原作ファンはあり?なし?実写版『ジョジョの奇妙な冒険 ダイヤモンドは砕けない』

ジョジョの奇妙な冒険 ダイヤモンドは砕けない 第一章 ポスター


(C)2017 映画「ジョジョの奇妙な冒険 ダイヤモンドは砕けない 第一章」製作委員会(C)LUCKY LAND COMMUNICATIONS/集英社


衝撃と話題を巻き起こした、昨年2016年9月の製作発表から早1年。『ジョジョの奇妙な冒険 ダイヤモンドは砕けない 第一章』がついに公開された。

今年2017年で30周年を迎える原作の「ジョジョの奇妙な冒険」は多くのコアなファンを抱えているマンガであり、また実写化は困難な作品と思われていたため、発表時から様々な声が聞こえてきた。

とりわけ「ジョジョ」の映画化作品というと、いまだにパッケージソフト化されていない劇場版アニメ『ジョジョの奇妙な冒険 ファントムブラッド』がファンには思い起こされる。
「君は知っているか?幻の映画『ジョジョの奇妙な冒険 ファントムブラッド』」をご参照ください)

**データ抜粋:**
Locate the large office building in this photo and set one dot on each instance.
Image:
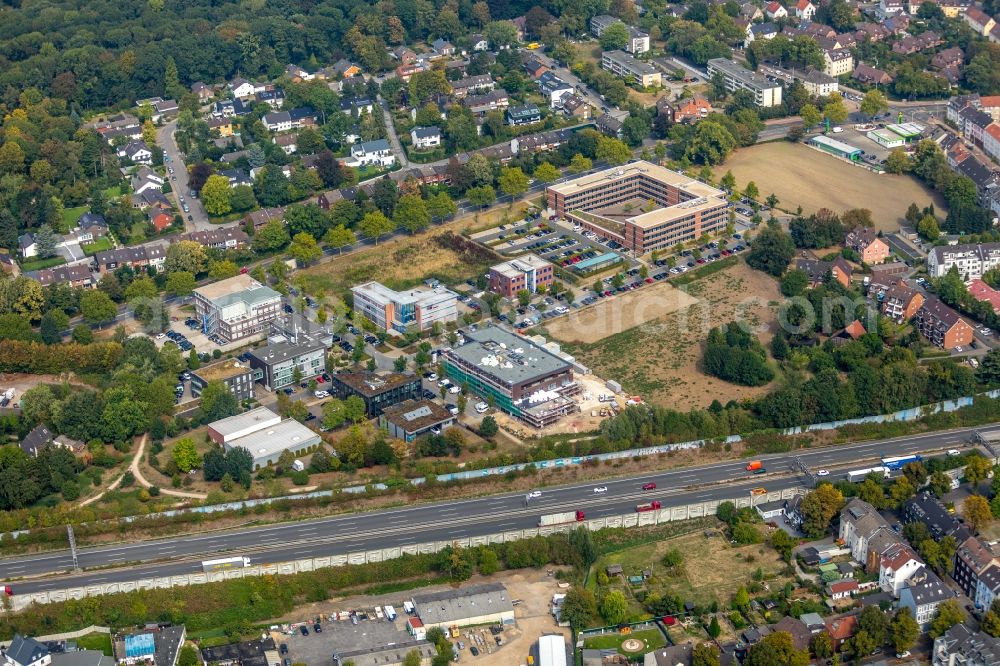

**作業指示:**
1 > 実写版ジョジョの記事から、「今年2017年で30周年を迎」から「ラッド』」をご参照ください)」までをそのまま書き写してください。
2 > 実写版ジョジョの記事を、示されている最後の文の続きから書き進めてください。

**回答一覧:**
1 >
今年2017年で30周年を迎える原作の「ジョジョの奇妙な冒険」は多くのコアなファンを抱えているマンガであり、また実写化は困難な作品と思われていたため、発表時から様々な声が聞こえてきた。

とりわけ「ジョジョ」の映画化作品というと、いまだにパッケージソフト化されていない劇場版アニメ『ジョジョの奇妙な冒険 ファントムブラッド』がファンには思い起こされる。
「君は知っているか?幻の映画『ジョジョの奇妙な冒険 ファントムブラッド』」をご参照ください)

2 >
さて、実際のところ実写版「ジョジョ」は、原作ファンにとってどのように受け止められた作品だったのか?

原作マンガの第4部「ダイヤモンドは砕けない」、そして先に映像化されたTVアニメシリーズを見てきた筆者は、「ジョジョ」実写化という困難なプロジェクトに対して「暗闇の荒野に進むべき道を切り開く覚悟」をもって勇気ある挑戦をした、ある意味原作のスピリットを持った作品だったのではないかと思う。

マンガの実写化の重要ポイントとは


ジョジョの奇妙な冒険 ダイヤモンドは砕けない 第一章 ロゴ


(C)2017 映画「ジョジョの奇妙な冒険 ダイヤモンドは砕けない 第一章」製作委員会(C)LUCKY LAND COMMUNICATIONS/集英社



本題に入る前に。マンガの実写化で重要なのは、俳優がいかにキャラクターに似ているか、また名シーンを忠実に再現出来ているかという点よりも、テーマなどの本質的な部分に原作の根幹が感じられるかという点だと考えている。

そもそも二次元の「絵」であるマンガを、生身の俳優が演じて三次元で表現することには限界がある。描き方が「実写」、また「映画」というフォーマットに合うようにアレンジされていたとしても、そこにある本質が重要なのではないだろうか。

また、原作では出来なかったことが実写映画となることで実現されるなど、別のベクトルを目指したことが映画としての面白さにつながっている作品もある。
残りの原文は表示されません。